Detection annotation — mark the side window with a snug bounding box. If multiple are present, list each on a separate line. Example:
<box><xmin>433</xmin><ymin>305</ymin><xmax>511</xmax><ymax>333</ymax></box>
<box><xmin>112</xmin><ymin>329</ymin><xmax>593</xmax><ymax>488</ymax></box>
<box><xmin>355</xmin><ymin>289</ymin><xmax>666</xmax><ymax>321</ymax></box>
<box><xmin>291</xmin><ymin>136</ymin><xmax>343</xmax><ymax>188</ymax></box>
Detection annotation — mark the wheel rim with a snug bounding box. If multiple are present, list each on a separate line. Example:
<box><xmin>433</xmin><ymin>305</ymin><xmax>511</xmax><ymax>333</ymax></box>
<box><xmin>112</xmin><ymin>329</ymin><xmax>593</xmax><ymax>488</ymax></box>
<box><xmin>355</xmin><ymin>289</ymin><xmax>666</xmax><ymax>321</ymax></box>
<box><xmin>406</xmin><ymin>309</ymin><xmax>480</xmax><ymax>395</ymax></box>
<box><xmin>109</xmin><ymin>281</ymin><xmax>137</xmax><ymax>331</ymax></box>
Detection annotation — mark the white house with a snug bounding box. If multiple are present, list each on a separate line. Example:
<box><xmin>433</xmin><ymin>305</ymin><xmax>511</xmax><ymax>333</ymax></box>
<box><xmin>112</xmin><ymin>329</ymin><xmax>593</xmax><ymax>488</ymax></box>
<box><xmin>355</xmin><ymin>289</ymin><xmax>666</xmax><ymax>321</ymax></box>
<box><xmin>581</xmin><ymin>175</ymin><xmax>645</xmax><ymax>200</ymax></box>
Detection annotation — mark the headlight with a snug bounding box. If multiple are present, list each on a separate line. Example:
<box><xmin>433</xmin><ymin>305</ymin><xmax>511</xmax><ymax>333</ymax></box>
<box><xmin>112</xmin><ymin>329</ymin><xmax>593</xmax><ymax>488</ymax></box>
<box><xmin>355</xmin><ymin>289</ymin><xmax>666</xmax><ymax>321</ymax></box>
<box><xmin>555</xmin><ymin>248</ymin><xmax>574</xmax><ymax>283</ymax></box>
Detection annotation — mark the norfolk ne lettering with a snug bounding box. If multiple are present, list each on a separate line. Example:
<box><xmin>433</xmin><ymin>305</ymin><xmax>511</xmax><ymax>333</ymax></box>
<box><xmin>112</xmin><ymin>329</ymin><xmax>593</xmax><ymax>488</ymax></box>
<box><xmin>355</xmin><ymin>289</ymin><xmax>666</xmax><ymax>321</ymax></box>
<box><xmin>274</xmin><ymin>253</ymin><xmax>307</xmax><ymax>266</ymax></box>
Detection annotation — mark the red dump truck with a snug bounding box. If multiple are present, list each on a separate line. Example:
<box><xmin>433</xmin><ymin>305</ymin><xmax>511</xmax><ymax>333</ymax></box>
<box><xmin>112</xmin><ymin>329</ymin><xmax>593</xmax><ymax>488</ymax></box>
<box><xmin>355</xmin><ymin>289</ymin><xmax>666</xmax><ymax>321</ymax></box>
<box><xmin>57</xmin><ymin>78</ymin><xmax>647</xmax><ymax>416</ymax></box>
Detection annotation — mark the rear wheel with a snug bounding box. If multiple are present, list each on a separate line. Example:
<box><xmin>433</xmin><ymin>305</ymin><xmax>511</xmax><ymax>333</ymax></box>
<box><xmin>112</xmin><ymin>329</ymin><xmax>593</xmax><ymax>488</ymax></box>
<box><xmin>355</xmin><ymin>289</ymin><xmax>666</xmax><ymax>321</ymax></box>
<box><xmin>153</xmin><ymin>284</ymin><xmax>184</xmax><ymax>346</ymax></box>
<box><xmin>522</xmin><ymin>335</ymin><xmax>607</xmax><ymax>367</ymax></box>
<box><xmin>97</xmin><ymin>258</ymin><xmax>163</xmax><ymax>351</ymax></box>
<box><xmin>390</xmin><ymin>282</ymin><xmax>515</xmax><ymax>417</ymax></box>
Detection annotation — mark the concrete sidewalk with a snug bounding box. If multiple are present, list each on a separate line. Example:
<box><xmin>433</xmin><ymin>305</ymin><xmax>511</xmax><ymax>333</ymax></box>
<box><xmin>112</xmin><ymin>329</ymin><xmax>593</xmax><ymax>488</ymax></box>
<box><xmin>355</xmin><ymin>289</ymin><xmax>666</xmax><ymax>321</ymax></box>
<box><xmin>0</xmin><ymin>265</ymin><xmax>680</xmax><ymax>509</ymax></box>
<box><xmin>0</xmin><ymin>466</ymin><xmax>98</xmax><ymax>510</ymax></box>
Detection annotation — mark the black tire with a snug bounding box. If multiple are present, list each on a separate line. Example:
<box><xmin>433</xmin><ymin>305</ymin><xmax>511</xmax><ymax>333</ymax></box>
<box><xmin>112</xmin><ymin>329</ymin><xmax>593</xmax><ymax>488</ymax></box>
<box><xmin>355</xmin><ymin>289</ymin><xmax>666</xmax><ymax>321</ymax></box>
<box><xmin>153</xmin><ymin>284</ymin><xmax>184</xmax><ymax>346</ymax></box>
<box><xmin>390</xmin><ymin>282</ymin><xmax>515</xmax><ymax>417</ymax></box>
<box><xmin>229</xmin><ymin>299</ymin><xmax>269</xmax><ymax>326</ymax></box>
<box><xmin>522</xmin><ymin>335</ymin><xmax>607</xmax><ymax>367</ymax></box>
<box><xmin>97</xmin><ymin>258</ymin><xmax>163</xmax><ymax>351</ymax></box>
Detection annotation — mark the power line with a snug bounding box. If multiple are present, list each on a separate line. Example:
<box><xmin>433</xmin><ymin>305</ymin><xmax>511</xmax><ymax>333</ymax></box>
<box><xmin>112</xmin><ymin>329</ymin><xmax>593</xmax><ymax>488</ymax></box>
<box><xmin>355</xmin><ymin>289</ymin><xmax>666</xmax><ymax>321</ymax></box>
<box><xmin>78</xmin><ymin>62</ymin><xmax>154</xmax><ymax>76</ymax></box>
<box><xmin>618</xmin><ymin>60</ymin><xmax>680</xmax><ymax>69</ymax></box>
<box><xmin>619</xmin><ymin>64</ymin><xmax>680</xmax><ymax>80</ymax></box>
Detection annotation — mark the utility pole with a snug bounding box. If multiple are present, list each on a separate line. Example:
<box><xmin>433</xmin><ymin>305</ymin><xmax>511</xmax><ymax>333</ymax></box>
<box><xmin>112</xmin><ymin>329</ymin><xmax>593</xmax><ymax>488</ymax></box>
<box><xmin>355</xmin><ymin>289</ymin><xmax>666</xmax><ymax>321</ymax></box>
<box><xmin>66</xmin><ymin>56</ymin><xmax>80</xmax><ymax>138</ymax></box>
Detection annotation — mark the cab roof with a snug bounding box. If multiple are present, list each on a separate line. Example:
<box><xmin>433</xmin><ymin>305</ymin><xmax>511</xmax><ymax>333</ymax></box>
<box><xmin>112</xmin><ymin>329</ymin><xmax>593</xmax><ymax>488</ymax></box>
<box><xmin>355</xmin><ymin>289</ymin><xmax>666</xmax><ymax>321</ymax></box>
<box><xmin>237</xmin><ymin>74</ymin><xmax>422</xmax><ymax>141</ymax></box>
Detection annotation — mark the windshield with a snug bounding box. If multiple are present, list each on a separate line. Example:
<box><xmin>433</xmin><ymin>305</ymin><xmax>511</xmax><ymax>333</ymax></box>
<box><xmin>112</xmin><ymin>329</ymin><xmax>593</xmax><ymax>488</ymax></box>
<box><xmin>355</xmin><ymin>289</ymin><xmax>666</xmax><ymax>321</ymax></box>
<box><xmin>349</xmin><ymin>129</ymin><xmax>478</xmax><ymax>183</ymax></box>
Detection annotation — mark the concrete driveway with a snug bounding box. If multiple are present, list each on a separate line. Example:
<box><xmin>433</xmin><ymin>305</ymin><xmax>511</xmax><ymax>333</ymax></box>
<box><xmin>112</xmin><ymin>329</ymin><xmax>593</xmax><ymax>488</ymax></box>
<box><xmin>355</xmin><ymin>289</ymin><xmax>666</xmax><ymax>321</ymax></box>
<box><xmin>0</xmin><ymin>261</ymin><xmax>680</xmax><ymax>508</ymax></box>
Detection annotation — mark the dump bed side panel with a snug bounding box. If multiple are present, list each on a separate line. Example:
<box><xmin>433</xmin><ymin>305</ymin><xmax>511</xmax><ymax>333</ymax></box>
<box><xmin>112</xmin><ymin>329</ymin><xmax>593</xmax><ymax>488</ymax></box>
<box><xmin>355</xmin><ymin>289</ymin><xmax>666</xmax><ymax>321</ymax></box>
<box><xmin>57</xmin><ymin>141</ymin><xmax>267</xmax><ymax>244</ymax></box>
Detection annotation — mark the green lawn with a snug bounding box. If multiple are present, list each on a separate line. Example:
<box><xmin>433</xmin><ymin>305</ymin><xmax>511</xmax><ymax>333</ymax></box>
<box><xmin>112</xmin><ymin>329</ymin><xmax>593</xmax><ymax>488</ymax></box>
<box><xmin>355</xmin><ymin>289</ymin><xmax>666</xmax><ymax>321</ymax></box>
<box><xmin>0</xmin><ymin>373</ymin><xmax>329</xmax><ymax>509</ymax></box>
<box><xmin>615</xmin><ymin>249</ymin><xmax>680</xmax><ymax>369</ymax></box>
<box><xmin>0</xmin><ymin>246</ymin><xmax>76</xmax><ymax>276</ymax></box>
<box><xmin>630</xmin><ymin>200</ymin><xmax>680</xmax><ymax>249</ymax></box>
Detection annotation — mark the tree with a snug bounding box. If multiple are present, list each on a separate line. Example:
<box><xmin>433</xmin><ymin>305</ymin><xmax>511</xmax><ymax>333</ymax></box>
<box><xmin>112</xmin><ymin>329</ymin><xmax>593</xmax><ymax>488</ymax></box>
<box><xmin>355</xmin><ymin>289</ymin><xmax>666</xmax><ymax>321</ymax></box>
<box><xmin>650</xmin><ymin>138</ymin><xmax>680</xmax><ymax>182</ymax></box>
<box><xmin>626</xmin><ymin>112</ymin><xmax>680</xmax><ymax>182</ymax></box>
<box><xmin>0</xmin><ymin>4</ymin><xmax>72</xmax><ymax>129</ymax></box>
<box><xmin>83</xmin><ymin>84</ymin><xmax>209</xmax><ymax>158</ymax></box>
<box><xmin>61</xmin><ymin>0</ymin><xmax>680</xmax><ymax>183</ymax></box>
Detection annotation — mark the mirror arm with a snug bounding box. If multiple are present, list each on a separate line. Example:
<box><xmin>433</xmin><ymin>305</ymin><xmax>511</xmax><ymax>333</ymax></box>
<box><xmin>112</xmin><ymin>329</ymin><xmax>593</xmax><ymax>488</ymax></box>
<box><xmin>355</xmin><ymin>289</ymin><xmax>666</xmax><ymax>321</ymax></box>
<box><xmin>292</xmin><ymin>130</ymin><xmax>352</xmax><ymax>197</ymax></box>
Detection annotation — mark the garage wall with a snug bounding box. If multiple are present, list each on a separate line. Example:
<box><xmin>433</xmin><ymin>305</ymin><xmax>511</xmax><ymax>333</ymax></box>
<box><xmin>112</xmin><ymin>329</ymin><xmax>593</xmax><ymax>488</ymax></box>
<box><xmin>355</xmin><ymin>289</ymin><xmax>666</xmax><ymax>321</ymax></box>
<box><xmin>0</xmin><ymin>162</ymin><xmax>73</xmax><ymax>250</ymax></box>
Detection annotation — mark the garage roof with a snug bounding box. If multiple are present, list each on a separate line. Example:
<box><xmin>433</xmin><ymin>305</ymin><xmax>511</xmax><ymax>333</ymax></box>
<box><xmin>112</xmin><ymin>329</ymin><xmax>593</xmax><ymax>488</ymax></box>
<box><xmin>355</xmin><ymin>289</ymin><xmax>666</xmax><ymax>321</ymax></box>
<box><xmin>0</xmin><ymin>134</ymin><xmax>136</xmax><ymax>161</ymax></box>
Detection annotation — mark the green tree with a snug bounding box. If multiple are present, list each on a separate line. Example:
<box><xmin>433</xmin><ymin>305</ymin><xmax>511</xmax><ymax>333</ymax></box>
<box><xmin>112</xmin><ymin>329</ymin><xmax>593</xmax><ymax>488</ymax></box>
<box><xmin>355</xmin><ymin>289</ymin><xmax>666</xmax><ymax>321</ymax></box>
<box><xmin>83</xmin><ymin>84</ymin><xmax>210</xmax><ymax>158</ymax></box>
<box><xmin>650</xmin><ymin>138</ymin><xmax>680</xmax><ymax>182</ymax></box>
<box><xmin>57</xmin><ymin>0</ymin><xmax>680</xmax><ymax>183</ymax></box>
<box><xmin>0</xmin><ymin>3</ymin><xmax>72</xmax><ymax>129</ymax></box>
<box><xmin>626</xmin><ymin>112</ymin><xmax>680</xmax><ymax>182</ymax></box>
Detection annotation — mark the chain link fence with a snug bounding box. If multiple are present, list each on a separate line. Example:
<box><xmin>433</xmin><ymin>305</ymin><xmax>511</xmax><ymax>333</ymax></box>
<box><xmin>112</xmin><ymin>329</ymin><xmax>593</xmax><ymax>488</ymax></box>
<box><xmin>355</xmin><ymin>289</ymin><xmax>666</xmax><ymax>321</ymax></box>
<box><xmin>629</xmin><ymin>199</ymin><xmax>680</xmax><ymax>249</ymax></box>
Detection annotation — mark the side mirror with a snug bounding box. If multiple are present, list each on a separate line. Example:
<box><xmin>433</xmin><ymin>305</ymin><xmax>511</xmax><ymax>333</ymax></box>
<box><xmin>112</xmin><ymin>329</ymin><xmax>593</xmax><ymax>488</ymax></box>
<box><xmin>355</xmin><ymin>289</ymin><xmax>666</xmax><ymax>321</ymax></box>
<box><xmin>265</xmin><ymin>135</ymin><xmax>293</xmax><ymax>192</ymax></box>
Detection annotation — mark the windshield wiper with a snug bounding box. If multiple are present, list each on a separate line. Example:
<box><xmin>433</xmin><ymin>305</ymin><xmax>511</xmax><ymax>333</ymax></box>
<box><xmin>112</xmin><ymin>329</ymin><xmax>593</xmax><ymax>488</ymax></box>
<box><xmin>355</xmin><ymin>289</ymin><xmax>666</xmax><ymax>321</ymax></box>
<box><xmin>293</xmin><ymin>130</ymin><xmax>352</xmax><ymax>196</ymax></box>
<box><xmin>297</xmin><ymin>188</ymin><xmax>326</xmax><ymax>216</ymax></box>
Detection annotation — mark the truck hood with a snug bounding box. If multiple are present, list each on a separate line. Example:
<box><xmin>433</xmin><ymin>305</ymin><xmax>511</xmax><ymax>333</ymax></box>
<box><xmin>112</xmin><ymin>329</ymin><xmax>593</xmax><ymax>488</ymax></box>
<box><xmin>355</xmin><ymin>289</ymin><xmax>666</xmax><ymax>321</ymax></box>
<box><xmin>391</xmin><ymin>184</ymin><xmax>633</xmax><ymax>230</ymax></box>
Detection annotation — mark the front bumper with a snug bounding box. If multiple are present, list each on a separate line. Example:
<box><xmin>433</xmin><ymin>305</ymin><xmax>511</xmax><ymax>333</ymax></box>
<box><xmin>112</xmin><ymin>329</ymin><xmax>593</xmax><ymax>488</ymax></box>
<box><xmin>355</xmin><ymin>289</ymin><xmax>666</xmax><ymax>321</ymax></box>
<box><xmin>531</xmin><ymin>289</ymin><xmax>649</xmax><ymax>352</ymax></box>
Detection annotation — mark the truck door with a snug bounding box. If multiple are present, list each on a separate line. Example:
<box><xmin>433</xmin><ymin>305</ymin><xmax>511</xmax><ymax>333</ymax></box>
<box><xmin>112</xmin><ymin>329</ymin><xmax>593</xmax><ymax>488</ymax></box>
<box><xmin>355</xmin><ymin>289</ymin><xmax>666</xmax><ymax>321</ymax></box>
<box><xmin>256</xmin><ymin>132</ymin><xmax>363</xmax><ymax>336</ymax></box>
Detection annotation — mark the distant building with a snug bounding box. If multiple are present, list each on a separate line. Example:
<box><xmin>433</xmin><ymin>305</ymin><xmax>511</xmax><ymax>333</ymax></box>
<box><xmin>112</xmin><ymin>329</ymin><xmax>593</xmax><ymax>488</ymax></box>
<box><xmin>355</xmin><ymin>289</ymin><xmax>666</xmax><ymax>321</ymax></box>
══════════
● **Task brief**: Report every line of the data above that contains the word "concrete", copying each such line in full.

● **Response to the task**:
Detection annotation — mark the concrete sidewalk with a snug bounding box. If multiple are present, list each on a separate line. Example:
Detection annotation — mark the concrete driveway with a snug bounding box. If multiple are present, list each on a separate line. Example:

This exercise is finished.